_Materials provided_.
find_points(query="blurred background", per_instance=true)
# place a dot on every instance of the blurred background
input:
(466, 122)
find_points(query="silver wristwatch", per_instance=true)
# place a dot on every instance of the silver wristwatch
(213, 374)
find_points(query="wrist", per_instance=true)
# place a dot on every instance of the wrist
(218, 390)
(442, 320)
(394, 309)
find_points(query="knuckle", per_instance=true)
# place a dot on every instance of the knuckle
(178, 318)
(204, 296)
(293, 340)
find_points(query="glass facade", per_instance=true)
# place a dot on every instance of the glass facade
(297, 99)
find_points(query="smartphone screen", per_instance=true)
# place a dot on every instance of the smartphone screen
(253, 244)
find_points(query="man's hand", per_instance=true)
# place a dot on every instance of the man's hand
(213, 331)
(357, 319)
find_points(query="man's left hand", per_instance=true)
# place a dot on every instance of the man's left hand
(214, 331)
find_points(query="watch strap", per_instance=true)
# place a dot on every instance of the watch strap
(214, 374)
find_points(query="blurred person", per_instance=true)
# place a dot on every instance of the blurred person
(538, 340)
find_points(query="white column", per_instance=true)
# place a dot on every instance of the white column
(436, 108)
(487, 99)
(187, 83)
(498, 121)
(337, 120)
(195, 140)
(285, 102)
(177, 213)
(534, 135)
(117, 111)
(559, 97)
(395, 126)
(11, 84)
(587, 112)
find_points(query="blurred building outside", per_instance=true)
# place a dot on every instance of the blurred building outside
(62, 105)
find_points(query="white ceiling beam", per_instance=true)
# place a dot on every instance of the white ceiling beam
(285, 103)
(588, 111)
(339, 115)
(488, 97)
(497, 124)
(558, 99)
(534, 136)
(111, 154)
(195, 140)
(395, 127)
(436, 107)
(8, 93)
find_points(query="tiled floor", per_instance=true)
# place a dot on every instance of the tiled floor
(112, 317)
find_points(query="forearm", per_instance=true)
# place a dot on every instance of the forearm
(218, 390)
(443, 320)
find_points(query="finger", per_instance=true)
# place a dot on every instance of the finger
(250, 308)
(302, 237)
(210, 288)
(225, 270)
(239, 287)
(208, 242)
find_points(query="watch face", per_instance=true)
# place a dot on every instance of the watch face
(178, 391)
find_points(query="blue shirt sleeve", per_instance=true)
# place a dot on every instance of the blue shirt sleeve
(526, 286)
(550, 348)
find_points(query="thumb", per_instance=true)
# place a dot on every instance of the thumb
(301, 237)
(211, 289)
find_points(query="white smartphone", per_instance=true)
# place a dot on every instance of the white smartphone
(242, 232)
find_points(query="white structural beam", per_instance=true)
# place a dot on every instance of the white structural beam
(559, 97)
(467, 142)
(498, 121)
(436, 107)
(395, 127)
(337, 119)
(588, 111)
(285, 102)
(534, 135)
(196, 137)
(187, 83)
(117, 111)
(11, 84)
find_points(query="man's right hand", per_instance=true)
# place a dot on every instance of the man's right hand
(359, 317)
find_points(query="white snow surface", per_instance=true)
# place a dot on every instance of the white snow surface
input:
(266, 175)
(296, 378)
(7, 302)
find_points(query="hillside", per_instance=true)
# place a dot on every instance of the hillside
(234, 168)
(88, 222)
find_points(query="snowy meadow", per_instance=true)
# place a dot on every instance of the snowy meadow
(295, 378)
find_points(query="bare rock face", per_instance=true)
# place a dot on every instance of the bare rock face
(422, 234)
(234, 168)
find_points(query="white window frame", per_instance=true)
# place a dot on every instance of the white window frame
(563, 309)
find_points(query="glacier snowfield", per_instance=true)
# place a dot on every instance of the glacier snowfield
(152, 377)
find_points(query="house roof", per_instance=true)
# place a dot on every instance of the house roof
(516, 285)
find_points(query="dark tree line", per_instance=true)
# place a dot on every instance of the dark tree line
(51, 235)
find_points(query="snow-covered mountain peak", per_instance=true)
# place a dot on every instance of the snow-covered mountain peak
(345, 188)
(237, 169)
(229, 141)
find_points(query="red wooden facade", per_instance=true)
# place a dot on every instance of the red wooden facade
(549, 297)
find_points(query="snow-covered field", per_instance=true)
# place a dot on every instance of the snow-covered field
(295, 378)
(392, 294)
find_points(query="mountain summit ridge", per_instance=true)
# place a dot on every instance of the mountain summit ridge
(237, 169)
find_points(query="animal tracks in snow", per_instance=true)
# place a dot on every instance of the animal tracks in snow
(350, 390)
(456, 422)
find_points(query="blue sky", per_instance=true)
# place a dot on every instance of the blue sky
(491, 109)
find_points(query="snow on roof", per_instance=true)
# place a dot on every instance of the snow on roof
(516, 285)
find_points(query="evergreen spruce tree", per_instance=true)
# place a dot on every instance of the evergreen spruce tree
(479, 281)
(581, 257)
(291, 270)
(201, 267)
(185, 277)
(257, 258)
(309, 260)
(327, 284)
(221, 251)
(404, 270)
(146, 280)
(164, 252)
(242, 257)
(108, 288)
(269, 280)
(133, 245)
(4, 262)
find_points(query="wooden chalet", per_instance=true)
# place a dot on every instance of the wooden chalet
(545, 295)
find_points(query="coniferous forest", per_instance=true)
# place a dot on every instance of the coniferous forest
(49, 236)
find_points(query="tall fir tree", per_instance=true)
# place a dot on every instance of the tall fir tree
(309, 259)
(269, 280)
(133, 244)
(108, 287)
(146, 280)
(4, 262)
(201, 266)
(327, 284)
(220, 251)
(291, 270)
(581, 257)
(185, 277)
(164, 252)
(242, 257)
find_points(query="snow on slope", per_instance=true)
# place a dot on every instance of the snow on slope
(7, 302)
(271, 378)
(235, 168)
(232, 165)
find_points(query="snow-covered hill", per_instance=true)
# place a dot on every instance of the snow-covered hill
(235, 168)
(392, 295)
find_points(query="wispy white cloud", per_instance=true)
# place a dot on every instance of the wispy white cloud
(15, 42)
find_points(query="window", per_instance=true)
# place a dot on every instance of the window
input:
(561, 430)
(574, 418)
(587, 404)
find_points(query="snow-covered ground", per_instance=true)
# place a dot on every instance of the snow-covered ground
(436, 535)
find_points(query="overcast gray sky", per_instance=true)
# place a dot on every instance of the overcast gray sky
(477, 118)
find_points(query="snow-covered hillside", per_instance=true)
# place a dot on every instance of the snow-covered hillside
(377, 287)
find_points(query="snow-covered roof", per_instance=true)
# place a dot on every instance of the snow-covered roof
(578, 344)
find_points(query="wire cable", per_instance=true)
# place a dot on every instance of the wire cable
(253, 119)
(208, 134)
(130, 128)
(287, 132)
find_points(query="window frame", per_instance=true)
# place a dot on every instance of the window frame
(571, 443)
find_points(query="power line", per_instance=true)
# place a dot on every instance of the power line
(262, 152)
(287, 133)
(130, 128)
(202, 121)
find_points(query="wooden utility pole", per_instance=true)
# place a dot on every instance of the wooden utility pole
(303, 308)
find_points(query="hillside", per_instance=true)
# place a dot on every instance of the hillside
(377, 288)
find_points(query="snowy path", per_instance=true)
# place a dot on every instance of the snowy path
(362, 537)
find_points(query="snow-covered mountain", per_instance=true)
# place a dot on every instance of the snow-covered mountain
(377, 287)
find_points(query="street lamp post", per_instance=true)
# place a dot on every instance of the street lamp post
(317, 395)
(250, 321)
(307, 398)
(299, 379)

_Stated task_. Write out every entry exactly as given.

_Written solution_.
find_points(query="blurred background", per_instance=true)
# place a dot on every instance of the blurred background
input:
(466, 122)
find_points(query="silver wristwatch", per_instance=true)
# place a dot on every instance of the silver wristwatch
(213, 374)
find_points(query="wrist", per_instance=true)
# place a dot on every instance of the wrist
(218, 390)
(442, 320)
(394, 309)
find_points(query="knuckle", per_instance=true)
# place a dot on every instance of the knuckle
(178, 318)
(204, 296)
(293, 340)
find_points(query="glass facade", per_instance=true)
# place a dot on every instance of the glass facade
(297, 99)
find_points(query="smartphone screen", per_instance=true)
# place a dot on every instance of the smartphone screen
(253, 244)
find_points(query="man's hand", per_instance=true)
# place a dot on every instance of the man's hand
(213, 331)
(357, 319)
find_points(query="man's left hand", per_instance=true)
# place a dot on every instance of the man's left hand
(214, 331)
find_points(query="watch strap", per_instance=true)
# place a dot on every instance of the watch strap
(214, 374)
find_points(query="blurred person", per_instance=true)
# place a dot on every instance of the blurred person
(538, 340)
find_points(query="white column", per_instance=true)
# place a dot on every instance of the white column
(436, 108)
(487, 99)
(187, 83)
(498, 121)
(337, 120)
(195, 140)
(285, 102)
(177, 213)
(534, 135)
(117, 111)
(559, 97)
(395, 126)
(11, 84)
(587, 112)
find_points(query="blurred building outside", per_instance=true)
# place a dot on every instance of the blurred building outside
(62, 105)
find_points(query="white ceiling beam", per_instance=true)
# place a dot on every instance of the white ceiling beam
(285, 103)
(588, 111)
(339, 115)
(488, 97)
(497, 124)
(558, 99)
(534, 136)
(111, 154)
(195, 140)
(395, 127)
(436, 107)
(8, 93)
find_points(query="tiled floor", per_instance=true)
# place a dot on every instance of the tiled floor
(112, 317)
find_points(query="forearm", per_instance=true)
# place a dot on every instance of the forearm
(218, 390)
(443, 320)
find_points(query="finger", per_instance=true)
# place a dot on every instance of the finger
(250, 308)
(302, 237)
(210, 288)
(225, 270)
(239, 287)
(208, 242)
find_points(query="watch face", per_instance=true)
# place a dot on every instance of the watch face
(178, 391)
find_points(query="blue shirt sleeve", per_instance=true)
# place a dot on every instance of the blue shirt sleeve
(526, 286)
(550, 348)
find_points(query="thumb", per_instance=true)
# place a dot on every instance of the thumb
(301, 237)
(211, 289)
find_points(query="white smartphone", per_instance=true)
# place a dot on every instance of the white smartphone
(242, 232)
find_points(query="white structural beam", per_instance=true)
# place a dot on every instance of the white structural beam
(559, 97)
(467, 142)
(498, 121)
(436, 107)
(395, 127)
(337, 119)
(588, 111)
(285, 102)
(534, 135)
(196, 137)
(187, 83)
(117, 111)
(11, 84)
find_points(query="man's right hand", per_instance=true)
# place a dot on every instance of the man's right hand
(359, 317)
find_points(query="white snow surface", per_instance=true)
# place a dot on every instance of the white snow surface
input:
(266, 175)
(296, 378)
(7, 302)
find_points(query="hillside", per_instance=true)
# place a dot on every instance of the hillside
(234, 168)
(88, 222)
find_points(query="snowy meadow", per_instance=true)
# place a dot on every instance of the snowy meadow
(295, 378)
find_points(query="bare rock face", per_instance=true)
# place a dot on every instance of the bare rock face
(422, 234)
(234, 168)
find_points(query="white window frame", per_instance=true)
# place a dot on every instance of the white window frame
(563, 309)
find_points(query="glacier snowfield", per_instance=true)
# place a dot on every instance of the glacier snowfield
(152, 377)
find_points(query="house roof", per_instance=true)
# place a dot on every instance of the house roof
(516, 285)
find_points(query="dark tree line", per_instance=true)
# place a dot on every instance of the dark tree line
(51, 235)
find_points(query="snow-covered mountain peak", per_instance=true)
# place a dot on every instance of the snow-covered mountain peak
(345, 188)
(237, 169)
(229, 141)
find_points(query="red wooden facade", per_instance=true)
# place a dot on every instance of the red wooden facade
(549, 297)
find_points(query="snow-covered field", per_instance=true)
# place a dot on every instance of the snow-covered field
(295, 378)
(392, 294)
find_points(query="mountain summit ridge", per_instance=true)
# place a dot on every instance of the mountain summit ridge
(237, 169)
find_points(query="animal tracks in snow", per_instance=true)
# place a dot on every instance of the animal tracks in snow
(350, 390)
(456, 422)
find_points(query="blue sky", per_instance=true)
# place a dot on every instance of the blue sky
(491, 109)
find_points(query="snow on roof", per_instance=true)
# place a dot on every instance of the snow on roof
(516, 285)
find_points(query="evergreen spruce tree", per_instance=true)
# place a dot on every instance of the evergreen spruce tree
(479, 281)
(581, 257)
(291, 270)
(201, 267)
(185, 277)
(257, 258)
(309, 260)
(327, 284)
(221, 251)
(404, 270)
(146, 280)
(164, 252)
(242, 257)
(108, 288)
(269, 280)
(133, 245)
(4, 262)
find_points(query="wooden chalet", per_instance=true)
# place a dot on every instance of the wooden chalet
(545, 295)
find_points(query="coniferous forest", per_instance=true)
# place a dot on every instance of the coniferous forest
(49, 236)
find_points(query="tall fir tree", per_instance=true)
# place a dot on every instance of the tall fir tree
(309, 259)
(269, 280)
(133, 244)
(108, 287)
(146, 280)
(4, 262)
(201, 266)
(327, 284)
(220, 251)
(291, 270)
(581, 257)
(185, 277)
(164, 252)
(242, 257)
find_points(query="snow on slope", per_instance=true)
# place a dot on every instance of the snow on slope
(7, 302)
(271, 378)
(235, 168)
(232, 165)
find_points(query="snow-covered hill", per_instance=true)
# place a dot on every instance of the snow-covered hill
(235, 168)
(392, 295)
find_points(query="wispy white cloud", per_instance=true)
# place a dot on every instance of the wispy white cloud
(15, 42)
find_points(query="window", per_instance=true)
# place a dot on every instance of the window
input:
(561, 430)
(574, 418)
(587, 404)
find_points(query="snow-covered ground", per_instance=true)
# place a dot on every instance of the snow-covered ground
(436, 535)
find_points(query="overcast gray sky", per_instance=true)
# place a dot on every instance of the overcast gray sky
(477, 118)
find_points(query="snow-covered hillside", per_instance=true)
# place a dot on every instance of the snow-covered hillside
(377, 287)
find_points(query="snow-covered roof", per_instance=true)
# place a dot on every instance of the snow-covered roof
(578, 344)
find_points(query="wire cable", per_instance=true)
# place a dot on every instance of the wire cable
(253, 119)
(208, 134)
(130, 128)
(287, 132)
find_points(query="window frame", per_instance=true)
# place a dot on every instance of the window frame
(571, 443)
find_points(query="power line", per_instance=true)
# place a dot on every instance of the power line
(262, 152)
(287, 133)
(130, 128)
(202, 121)
find_points(query="wooden utility pole", per_instance=true)
# place a dot on every instance of the wooden utility pole
(303, 308)
find_points(query="hillside", per_instance=true)
# place a dot on every instance of the hillside
(377, 288)
find_points(query="snowy path", per_instance=true)
# place a dot on every instance of the snowy path
(362, 537)
find_points(query="snow-covered mountain", per_instance=true)
# place a dot on every instance of the snow-covered mountain
(377, 287)
find_points(query="street lamp post", per_instance=true)
# place a dot on every instance of the street lamp post
(317, 395)
(250, 321)
(307, 398)
(299, 379)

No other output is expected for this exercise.